[To do] Set down, exactly and with nothing added, the lines running from the one that holds "Query: waist tie belt" to the final line of the records. Pictures stay out of the copy.

....

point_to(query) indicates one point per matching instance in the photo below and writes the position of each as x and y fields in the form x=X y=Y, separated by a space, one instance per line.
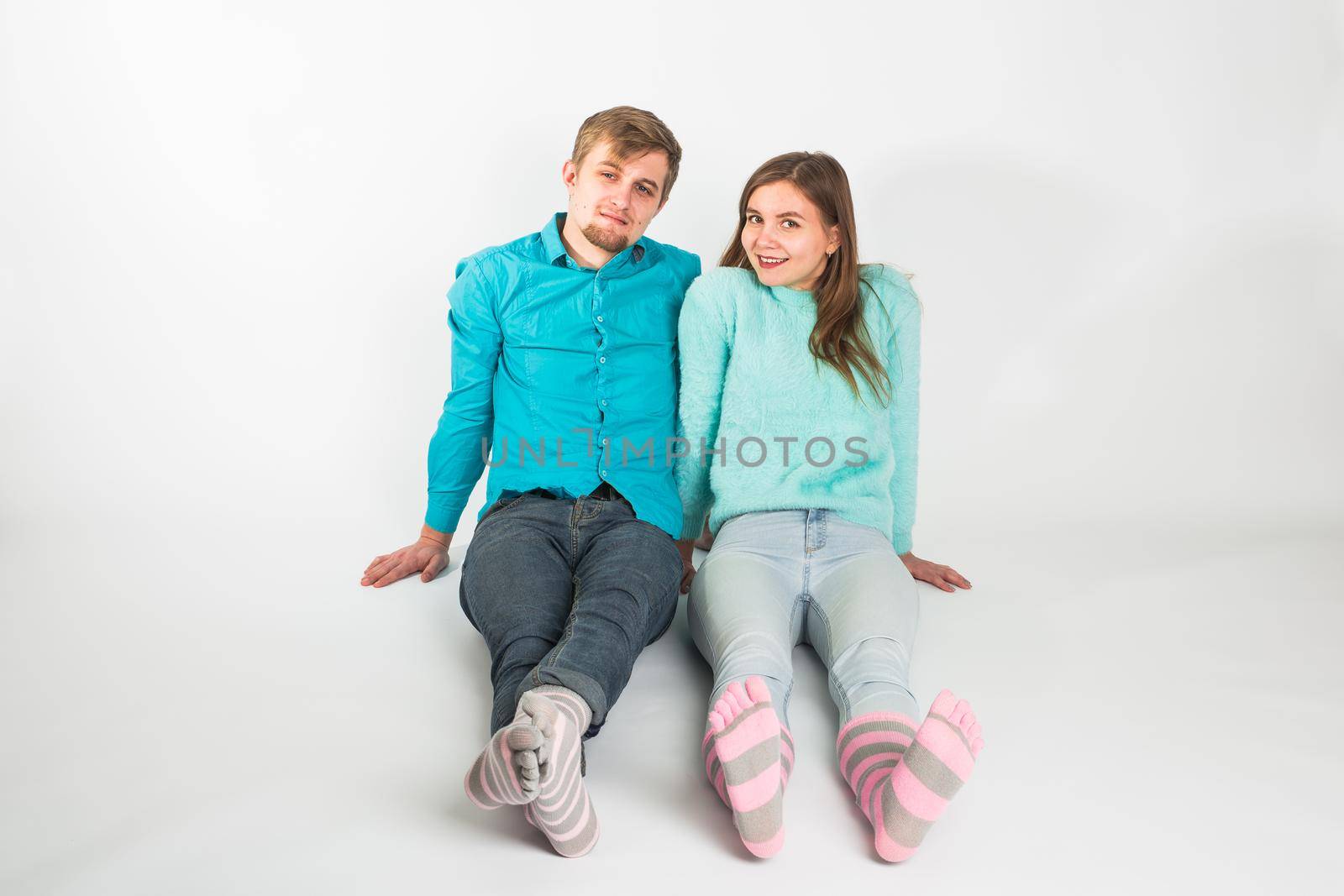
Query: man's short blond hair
x=632 y=134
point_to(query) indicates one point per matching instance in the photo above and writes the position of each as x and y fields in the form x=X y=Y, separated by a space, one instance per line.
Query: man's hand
x=428 y=557
x=706 y=540
x=934 y=573
x=687 y=551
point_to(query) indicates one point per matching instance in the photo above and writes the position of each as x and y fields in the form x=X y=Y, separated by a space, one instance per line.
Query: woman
x=799 y=403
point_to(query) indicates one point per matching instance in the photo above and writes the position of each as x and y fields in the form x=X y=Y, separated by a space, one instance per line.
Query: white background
x=228 y=235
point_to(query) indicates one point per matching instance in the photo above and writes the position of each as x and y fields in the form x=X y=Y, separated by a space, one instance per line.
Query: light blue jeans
x=781 y=578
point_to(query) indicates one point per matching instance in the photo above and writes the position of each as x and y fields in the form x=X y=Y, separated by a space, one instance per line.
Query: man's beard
x=604 y=239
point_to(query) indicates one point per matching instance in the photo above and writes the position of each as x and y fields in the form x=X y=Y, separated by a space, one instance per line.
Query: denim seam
x=846 y=707
x=569 y=626
x=793 y=614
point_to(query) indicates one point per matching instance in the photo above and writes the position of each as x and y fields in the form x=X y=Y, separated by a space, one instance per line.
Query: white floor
x=1162 y=711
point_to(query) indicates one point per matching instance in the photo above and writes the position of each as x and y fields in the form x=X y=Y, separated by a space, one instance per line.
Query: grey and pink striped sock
x=746 y=763
x=904 y=778
x=507 y=772
x=714 y=768
x=562 y=809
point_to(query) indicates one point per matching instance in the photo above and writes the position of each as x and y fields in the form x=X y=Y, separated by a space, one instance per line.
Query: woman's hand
x=933 y=573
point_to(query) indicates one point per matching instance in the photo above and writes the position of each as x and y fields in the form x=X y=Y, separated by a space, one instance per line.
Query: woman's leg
x=862 y=622
x=745 y=617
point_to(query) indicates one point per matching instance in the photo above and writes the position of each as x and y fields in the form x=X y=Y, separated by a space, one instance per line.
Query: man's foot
x=562 y=809
x=507 y=772
x=746 y=743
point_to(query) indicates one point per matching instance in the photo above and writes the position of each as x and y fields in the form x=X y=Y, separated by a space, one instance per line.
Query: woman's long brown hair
x=839 y=338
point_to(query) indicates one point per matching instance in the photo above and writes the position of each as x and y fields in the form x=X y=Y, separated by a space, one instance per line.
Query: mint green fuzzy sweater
x=752 y=390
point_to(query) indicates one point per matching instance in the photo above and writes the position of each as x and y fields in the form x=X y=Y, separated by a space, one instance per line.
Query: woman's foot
x=746 y=741
x=902 y=805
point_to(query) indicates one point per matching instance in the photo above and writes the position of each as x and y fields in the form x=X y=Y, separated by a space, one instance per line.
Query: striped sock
x=904 y=778
x=748 y=752
x=506 y=773
x=562 y=809
x=714 y=768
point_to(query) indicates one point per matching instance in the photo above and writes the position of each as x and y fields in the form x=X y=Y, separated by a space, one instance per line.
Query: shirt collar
x=555 y=251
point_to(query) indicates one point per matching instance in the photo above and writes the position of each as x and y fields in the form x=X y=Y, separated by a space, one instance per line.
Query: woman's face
x=785 y=237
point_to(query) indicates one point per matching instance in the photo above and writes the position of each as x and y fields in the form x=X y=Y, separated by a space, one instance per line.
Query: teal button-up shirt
x=564 y=375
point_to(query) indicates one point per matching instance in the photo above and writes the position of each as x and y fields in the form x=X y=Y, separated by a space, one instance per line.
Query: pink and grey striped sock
x=904 y=778
x=714 y=768
x=507 y=772
x=748 y=752
x=562 y=809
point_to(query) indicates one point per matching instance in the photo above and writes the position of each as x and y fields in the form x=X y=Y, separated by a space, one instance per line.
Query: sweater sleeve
x=905 y=416
x=703 y=340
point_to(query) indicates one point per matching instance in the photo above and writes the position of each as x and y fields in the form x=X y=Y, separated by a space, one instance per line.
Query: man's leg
x=517 y=590
x=625 y=594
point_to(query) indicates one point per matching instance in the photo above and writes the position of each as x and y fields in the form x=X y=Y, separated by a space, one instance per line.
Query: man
x=564 y=365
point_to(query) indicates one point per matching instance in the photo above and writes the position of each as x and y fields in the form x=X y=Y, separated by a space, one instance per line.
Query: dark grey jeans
x=568 y=593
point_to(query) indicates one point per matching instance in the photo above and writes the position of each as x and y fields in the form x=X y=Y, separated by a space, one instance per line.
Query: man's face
x=613 y=201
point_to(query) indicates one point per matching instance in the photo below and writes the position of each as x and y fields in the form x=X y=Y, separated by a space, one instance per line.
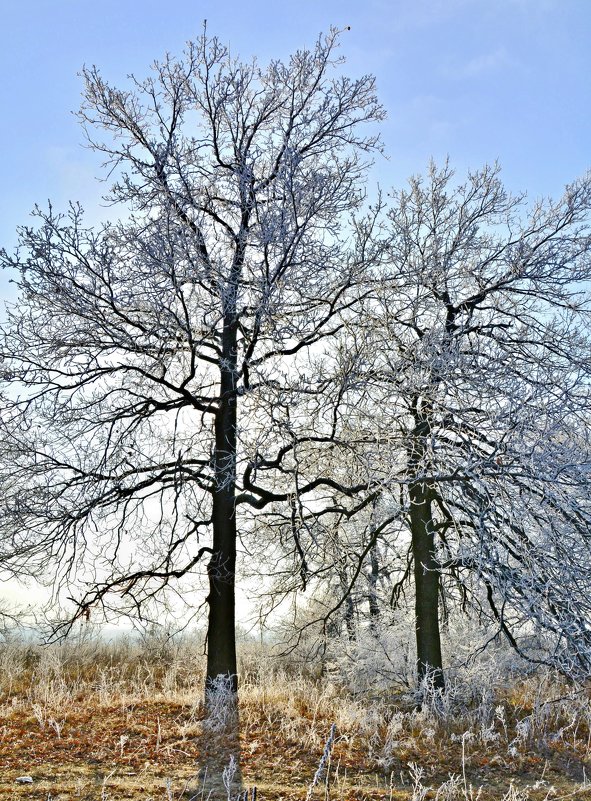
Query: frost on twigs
x=324 y=764
x=221 y=707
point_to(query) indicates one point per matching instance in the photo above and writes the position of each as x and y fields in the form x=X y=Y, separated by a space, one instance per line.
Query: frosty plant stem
x=324 y=761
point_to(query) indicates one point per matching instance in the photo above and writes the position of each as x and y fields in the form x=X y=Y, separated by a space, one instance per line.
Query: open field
x=120 y=722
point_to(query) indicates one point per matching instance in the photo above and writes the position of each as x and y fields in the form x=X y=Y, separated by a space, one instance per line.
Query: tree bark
x=221 y=570
x=426 y=575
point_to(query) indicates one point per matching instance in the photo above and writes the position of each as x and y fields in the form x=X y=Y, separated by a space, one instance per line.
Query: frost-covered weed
x=220 y=704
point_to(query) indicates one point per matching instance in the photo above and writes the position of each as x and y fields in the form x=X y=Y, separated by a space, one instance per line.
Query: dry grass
x=120 y=722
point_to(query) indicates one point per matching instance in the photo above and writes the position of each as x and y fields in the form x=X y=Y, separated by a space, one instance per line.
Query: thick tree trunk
x=221 y=570
x=426 y=575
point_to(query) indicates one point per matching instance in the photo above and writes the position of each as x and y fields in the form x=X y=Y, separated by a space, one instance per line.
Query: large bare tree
x=150 y=366
x=473 y=399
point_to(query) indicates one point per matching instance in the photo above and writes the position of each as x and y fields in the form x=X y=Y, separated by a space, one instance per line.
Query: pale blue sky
x=475 y=79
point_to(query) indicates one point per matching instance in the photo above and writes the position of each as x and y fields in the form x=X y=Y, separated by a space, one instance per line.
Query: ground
x=132 y=726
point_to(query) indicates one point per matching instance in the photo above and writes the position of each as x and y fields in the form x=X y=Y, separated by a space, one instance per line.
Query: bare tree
x=473 y=402
x=150 y=367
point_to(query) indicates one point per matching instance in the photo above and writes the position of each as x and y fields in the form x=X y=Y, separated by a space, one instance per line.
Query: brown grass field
x=118 y=722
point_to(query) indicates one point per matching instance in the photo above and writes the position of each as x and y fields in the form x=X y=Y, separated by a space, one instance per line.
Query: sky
x=475 y=80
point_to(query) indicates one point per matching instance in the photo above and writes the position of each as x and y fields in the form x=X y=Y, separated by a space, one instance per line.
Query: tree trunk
x=374 y=608
x=221 y=570
x=426 y=575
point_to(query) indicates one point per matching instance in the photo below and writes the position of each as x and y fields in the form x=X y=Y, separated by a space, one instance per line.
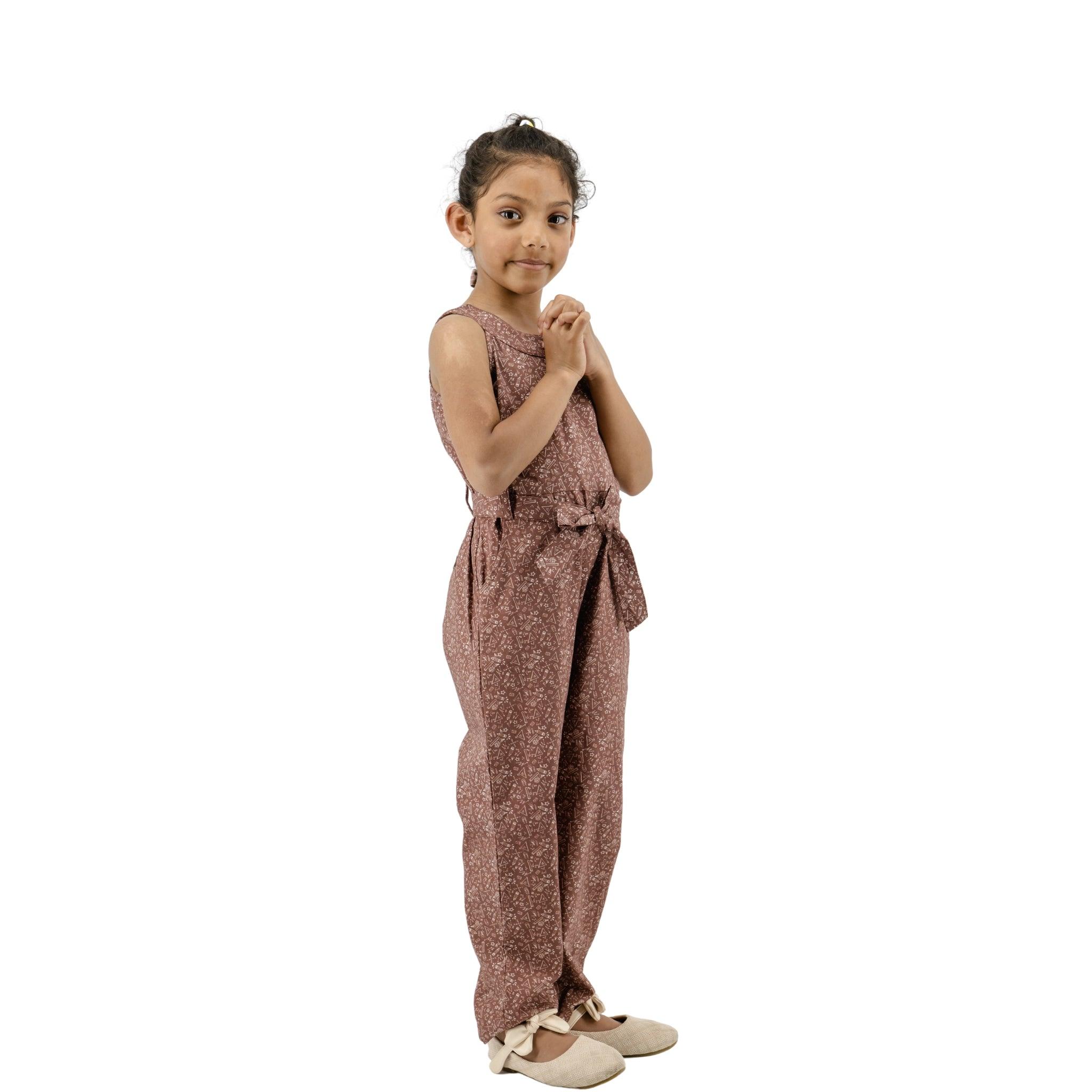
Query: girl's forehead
x=541 y=177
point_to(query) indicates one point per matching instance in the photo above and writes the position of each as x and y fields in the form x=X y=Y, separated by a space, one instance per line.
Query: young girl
x=542 y=598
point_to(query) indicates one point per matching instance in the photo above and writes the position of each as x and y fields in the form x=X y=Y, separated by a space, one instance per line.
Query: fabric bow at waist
x=569 y=518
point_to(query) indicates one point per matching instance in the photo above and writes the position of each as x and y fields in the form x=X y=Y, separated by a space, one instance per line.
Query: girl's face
x=525 y=216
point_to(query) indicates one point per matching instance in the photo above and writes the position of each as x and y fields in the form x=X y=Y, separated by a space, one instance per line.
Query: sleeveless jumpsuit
x=541 y=601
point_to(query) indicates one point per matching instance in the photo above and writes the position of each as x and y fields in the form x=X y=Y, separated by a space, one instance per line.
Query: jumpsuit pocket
x=486 y=544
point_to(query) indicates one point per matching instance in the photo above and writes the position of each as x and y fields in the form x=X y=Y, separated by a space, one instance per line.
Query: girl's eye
x=564 y=219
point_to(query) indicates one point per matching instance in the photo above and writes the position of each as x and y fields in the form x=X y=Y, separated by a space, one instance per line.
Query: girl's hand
x=564 y=308
x=565 y=346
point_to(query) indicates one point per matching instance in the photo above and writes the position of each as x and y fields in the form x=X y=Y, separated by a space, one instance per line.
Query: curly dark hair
x=520 y=140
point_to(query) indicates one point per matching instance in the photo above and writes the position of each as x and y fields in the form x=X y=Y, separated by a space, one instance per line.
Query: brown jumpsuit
x=542 y=598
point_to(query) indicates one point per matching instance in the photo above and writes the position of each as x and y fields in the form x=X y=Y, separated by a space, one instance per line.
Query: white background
x=840 y=259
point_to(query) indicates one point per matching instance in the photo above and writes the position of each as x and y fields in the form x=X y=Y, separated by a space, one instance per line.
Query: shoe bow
x=520 y=1039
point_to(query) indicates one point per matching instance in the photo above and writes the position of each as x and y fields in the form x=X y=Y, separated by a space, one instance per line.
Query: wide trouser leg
x=588 y=804
x=509 y=636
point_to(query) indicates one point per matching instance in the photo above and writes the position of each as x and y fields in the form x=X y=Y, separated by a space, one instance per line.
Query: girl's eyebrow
x=516 y=197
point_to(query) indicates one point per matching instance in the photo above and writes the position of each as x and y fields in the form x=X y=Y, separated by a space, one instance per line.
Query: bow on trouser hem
x=520 y=1039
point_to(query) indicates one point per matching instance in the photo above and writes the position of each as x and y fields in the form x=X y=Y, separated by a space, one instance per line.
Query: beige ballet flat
x=583 y=1065
x=632 y=1038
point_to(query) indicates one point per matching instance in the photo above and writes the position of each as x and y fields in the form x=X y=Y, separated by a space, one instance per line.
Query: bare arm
x=493 y=452
x=624 y=436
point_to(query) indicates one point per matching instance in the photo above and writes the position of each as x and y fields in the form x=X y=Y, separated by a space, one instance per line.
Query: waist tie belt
x=568 y=518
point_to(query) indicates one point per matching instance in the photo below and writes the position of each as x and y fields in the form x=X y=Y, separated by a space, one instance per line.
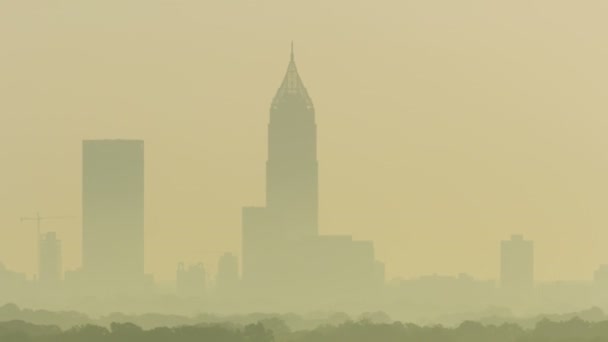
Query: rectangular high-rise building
x=50 y=265
x=113 y=209
x=517 y=264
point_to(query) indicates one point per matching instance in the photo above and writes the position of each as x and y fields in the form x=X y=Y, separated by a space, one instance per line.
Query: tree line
x=571 y=330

....

[Written answer]
Query: waist tie belt
x=568 y=518
point_to(query) indicates one point per matching instance in the photo below and writes the position of each as x and y fields in the form x=X y=Y, separated by a space, one instance per line.
Query: rectangular high-rise building
x=50 y=265
x=113 y=209
x=517 y=264
point_to(query) indicates one point per matching instance in the photo above and writes the position of each as x and y fields in the form x=X y=Y, separated by a space, one instance per line.
Query: tree line
x=571 y=330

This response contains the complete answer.